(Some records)
==*==

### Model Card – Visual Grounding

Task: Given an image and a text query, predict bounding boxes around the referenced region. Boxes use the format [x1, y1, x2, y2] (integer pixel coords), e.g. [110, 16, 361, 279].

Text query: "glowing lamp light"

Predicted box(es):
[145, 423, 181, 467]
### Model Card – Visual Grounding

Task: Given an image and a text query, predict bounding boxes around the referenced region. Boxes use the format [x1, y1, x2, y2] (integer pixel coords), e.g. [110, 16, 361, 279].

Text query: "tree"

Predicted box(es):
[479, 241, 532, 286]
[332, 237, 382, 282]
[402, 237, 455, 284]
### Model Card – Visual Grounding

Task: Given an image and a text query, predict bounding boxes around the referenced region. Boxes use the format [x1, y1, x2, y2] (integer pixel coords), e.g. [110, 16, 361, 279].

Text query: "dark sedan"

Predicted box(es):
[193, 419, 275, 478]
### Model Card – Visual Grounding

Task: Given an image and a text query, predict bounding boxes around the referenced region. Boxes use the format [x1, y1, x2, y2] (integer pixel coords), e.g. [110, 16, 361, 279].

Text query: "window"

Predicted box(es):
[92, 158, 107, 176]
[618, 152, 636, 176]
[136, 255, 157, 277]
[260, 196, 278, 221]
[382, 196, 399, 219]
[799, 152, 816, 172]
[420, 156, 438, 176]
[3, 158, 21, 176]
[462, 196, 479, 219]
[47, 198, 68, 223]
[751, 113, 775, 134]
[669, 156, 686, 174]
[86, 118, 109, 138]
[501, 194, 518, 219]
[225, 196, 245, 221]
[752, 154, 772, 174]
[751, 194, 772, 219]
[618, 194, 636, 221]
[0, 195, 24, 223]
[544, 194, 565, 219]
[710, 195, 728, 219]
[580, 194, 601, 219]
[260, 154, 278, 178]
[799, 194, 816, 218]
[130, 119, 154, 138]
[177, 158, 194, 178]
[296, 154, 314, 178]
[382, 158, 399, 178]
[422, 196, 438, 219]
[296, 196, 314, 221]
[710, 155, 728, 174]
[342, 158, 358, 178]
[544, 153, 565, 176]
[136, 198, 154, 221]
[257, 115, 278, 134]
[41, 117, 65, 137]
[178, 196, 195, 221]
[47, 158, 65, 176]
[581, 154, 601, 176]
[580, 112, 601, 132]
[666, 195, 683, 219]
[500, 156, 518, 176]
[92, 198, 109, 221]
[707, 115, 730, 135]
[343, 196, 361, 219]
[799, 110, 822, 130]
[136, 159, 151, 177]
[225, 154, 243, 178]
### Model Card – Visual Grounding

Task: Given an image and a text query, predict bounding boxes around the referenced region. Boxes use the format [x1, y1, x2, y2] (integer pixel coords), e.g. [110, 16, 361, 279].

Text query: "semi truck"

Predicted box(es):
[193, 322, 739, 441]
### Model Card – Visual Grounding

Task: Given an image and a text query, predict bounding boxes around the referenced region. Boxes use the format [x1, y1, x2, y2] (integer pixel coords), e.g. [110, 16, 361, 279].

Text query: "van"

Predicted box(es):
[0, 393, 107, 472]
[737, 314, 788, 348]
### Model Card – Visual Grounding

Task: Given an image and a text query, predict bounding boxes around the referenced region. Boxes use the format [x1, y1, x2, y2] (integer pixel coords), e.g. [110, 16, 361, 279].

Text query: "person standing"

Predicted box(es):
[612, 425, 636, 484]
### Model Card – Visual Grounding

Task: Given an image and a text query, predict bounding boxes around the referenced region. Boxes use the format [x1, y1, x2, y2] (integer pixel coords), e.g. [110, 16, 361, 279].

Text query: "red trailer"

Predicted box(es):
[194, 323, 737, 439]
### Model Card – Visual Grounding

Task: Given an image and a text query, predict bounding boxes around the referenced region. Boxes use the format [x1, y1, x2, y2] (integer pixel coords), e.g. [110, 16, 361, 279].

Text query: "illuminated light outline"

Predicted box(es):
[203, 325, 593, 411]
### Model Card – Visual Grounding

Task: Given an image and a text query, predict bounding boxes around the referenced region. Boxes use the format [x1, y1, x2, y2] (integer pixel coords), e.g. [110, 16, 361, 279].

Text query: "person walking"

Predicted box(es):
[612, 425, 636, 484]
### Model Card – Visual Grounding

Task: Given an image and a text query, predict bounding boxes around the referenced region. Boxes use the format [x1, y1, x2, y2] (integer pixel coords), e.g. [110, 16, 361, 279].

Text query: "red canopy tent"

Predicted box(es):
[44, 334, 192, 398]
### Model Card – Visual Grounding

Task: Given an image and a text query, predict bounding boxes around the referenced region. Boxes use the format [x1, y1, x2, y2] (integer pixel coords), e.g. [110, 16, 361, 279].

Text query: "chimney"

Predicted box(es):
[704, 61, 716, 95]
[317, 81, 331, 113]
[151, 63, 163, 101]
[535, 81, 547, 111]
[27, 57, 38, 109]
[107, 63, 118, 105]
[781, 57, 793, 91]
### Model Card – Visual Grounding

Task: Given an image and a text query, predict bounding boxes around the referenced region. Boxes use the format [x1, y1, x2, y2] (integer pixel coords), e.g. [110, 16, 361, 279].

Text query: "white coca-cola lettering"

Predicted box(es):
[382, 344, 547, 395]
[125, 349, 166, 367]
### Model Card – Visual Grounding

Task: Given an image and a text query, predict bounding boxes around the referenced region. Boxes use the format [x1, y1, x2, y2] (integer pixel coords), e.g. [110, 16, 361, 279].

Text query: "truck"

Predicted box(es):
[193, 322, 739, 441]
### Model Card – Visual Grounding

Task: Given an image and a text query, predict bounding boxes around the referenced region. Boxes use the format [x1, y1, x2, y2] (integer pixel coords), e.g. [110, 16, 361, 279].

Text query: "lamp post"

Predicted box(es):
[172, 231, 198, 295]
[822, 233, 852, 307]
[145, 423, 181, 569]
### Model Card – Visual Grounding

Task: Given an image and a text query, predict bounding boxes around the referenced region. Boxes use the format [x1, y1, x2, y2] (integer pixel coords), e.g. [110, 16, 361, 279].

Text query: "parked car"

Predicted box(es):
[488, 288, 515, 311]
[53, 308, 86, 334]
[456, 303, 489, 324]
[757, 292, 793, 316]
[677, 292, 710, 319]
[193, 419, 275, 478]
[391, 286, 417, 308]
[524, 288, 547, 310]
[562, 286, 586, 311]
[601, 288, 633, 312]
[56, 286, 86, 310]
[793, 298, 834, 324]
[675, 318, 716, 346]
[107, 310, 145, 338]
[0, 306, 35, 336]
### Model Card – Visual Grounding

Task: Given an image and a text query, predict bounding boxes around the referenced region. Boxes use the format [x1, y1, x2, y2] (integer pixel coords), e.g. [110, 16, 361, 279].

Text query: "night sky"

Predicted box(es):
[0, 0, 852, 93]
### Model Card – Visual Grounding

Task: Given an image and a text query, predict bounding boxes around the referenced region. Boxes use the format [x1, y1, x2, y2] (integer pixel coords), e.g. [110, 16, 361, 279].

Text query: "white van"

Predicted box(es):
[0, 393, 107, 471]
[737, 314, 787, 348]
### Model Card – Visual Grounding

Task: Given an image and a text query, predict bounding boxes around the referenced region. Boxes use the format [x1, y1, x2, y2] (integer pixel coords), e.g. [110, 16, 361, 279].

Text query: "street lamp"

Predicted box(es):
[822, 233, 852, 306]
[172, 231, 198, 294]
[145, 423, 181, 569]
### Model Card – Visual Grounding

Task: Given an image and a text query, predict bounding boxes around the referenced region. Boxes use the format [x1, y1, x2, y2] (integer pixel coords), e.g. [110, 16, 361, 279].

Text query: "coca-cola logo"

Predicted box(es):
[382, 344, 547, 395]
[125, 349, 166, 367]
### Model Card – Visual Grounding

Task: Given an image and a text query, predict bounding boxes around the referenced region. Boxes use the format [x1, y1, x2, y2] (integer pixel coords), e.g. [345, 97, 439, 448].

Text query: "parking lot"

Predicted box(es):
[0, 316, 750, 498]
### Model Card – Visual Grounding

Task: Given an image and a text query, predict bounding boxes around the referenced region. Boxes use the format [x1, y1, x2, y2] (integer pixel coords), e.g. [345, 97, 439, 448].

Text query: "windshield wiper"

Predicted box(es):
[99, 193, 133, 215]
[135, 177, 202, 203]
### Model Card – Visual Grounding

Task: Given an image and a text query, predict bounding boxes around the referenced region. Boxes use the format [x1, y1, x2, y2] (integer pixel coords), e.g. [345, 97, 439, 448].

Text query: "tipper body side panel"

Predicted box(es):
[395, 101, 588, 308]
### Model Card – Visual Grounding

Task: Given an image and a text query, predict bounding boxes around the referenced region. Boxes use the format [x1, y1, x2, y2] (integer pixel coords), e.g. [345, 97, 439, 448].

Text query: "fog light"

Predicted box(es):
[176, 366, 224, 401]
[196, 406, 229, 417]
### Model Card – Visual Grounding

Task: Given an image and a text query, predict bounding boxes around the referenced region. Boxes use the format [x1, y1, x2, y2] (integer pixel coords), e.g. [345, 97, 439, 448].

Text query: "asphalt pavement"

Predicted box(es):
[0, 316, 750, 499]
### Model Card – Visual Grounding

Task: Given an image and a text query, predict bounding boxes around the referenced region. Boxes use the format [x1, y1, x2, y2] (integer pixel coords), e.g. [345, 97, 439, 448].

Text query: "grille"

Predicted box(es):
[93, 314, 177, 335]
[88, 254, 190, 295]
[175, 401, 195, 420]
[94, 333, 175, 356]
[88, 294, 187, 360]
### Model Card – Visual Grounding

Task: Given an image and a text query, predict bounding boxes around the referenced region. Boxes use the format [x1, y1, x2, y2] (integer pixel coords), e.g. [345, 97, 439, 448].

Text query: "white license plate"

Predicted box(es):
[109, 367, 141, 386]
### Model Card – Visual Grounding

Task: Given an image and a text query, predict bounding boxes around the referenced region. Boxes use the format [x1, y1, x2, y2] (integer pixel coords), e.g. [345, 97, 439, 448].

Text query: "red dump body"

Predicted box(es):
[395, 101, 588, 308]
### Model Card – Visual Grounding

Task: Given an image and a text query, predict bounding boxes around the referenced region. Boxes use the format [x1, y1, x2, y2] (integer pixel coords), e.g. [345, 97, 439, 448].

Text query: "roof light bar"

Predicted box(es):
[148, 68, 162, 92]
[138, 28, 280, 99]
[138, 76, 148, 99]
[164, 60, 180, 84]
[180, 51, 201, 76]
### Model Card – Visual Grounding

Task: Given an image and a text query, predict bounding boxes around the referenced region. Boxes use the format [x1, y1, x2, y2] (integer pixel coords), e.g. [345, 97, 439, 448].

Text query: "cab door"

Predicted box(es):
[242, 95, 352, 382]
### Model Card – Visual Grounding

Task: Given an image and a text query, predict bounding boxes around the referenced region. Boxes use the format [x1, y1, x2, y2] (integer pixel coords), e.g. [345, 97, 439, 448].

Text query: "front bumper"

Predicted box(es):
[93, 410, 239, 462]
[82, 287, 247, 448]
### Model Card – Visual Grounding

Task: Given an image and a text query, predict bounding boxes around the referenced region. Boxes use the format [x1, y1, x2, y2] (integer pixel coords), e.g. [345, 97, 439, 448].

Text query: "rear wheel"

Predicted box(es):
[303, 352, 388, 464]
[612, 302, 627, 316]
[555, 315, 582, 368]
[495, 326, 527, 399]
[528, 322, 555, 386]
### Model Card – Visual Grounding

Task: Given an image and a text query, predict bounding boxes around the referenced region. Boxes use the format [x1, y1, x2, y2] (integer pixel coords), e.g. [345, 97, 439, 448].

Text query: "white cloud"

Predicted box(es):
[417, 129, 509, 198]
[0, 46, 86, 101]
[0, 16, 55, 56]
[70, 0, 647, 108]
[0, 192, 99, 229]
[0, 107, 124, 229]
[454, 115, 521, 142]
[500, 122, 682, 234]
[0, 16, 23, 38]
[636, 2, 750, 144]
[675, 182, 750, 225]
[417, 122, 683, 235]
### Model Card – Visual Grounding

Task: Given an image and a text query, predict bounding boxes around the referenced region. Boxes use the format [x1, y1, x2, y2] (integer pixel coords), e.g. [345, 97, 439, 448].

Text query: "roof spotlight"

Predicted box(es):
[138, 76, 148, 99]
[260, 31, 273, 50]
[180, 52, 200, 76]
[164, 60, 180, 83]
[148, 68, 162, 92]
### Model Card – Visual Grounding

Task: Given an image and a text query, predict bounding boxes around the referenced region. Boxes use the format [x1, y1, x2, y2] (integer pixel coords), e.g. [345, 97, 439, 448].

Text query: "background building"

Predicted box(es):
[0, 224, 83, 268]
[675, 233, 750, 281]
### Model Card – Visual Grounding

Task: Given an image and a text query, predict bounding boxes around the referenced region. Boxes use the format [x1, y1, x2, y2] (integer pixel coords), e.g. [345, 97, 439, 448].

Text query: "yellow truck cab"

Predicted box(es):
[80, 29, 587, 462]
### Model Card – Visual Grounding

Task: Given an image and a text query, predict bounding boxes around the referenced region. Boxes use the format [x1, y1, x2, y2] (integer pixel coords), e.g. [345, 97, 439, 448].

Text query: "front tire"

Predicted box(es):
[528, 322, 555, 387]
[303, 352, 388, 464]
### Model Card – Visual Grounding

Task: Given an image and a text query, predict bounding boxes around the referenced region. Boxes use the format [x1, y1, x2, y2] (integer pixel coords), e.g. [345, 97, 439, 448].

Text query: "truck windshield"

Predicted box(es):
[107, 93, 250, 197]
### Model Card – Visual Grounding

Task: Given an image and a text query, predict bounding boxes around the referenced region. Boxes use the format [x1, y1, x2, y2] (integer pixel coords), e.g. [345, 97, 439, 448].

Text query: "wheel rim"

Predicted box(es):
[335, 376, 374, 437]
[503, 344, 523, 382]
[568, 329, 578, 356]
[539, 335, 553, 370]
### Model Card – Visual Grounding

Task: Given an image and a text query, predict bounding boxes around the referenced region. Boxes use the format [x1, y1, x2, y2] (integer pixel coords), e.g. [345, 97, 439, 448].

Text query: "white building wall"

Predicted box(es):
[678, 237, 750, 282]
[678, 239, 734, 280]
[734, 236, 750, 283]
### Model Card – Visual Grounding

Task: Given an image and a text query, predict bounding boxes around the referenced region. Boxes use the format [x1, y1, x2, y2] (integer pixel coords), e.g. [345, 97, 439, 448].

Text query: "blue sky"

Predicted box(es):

==*==

Task to carry out: Report each line of the material that contains the word "windshield". Letter case must match.

Final result:
Text query: "windshield wiper"
Text query: "truck windshield"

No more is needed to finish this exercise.